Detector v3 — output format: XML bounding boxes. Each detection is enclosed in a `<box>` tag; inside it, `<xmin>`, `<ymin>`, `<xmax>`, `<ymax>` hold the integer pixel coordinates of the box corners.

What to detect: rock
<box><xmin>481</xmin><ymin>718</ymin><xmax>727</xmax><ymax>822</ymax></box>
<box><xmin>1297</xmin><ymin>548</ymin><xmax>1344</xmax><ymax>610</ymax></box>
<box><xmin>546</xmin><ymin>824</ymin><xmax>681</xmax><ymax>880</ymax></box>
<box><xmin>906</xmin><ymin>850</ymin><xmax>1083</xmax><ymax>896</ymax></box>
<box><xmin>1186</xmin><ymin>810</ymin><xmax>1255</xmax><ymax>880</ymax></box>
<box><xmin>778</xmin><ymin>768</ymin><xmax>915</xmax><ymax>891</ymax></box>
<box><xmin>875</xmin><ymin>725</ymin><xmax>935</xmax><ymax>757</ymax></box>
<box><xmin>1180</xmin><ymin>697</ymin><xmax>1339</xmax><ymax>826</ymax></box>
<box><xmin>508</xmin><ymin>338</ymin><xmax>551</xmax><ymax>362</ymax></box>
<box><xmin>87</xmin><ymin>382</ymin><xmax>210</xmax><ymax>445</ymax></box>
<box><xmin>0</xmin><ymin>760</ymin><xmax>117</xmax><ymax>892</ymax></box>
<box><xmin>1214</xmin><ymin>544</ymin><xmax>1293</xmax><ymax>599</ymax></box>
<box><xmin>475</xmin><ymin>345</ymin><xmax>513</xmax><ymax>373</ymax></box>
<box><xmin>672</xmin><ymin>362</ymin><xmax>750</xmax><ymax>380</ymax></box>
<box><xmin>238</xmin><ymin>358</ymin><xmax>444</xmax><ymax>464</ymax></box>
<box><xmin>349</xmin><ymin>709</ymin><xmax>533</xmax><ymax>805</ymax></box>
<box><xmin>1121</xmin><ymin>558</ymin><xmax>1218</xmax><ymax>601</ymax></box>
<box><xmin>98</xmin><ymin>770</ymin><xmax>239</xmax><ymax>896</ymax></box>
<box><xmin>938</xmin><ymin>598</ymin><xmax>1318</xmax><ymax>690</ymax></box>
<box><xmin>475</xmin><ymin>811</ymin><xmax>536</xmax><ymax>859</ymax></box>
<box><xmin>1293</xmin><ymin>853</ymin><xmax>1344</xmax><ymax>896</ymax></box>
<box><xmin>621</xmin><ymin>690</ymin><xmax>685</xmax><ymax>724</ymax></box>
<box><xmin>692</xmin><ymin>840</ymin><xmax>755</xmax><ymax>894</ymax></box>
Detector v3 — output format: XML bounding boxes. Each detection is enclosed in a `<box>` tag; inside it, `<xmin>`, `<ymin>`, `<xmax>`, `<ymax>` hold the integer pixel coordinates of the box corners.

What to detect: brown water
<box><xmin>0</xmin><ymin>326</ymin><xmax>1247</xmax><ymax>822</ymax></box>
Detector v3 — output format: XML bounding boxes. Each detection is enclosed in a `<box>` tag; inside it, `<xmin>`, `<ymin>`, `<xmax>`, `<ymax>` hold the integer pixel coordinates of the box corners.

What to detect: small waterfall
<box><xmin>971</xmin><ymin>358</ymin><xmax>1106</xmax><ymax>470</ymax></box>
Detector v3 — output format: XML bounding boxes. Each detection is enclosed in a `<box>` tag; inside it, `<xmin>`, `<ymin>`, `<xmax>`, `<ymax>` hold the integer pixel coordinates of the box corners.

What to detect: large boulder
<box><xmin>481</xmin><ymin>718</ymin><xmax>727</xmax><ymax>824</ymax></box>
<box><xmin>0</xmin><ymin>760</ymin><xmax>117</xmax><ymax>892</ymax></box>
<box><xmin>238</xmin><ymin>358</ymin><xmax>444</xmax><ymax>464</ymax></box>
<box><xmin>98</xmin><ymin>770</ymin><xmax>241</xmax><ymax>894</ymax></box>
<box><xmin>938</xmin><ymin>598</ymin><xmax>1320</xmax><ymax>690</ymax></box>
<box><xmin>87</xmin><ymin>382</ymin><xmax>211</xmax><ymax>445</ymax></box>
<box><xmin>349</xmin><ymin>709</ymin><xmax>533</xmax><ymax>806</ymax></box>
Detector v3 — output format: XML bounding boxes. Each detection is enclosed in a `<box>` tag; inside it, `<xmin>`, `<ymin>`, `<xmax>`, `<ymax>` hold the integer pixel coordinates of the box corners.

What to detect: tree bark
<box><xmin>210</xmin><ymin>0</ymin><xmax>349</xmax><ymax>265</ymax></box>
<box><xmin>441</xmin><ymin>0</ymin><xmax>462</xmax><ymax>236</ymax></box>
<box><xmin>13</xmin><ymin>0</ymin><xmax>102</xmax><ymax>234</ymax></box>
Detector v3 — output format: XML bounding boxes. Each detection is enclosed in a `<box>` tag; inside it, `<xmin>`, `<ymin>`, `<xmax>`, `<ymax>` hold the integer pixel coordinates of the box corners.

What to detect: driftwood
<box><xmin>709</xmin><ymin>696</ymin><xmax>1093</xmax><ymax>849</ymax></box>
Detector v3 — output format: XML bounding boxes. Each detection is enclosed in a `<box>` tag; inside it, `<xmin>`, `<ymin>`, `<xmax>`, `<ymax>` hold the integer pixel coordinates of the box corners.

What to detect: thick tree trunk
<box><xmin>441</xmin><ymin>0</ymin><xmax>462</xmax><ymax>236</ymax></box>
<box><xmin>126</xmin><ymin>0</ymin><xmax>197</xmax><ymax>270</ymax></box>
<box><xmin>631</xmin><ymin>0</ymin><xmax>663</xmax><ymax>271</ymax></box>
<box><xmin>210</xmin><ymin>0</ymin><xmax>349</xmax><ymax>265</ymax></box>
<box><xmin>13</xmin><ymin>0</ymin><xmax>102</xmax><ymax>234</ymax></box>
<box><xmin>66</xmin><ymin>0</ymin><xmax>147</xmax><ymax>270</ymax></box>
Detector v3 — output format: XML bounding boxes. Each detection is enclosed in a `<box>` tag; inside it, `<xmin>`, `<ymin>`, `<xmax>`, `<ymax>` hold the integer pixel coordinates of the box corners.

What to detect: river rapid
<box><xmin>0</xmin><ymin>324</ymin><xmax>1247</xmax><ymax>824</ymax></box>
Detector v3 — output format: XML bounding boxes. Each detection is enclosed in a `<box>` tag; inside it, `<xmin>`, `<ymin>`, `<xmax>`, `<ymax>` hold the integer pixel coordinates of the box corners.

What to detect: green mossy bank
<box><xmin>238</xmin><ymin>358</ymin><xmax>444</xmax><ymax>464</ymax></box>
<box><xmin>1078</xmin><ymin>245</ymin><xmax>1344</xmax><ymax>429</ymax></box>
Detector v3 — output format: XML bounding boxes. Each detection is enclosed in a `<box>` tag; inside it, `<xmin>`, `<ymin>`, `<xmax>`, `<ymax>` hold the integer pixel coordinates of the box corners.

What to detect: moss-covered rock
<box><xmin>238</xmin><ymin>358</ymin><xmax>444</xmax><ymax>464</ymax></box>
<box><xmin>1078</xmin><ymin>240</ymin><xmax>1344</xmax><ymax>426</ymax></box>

_____

Pull out every line in the items above that contains the string "What", matching case exactly.

**Complete output:**
What to detect: rock
What to detect: brown water
What to detect: small waterfall
What to detect: large boulder
What to detect: tree bark
What to detect: driftwood
What to detect: thick tree trunk
What to detect: river rapid
What to detect: green mossy bank
What to detect: moss-covered rock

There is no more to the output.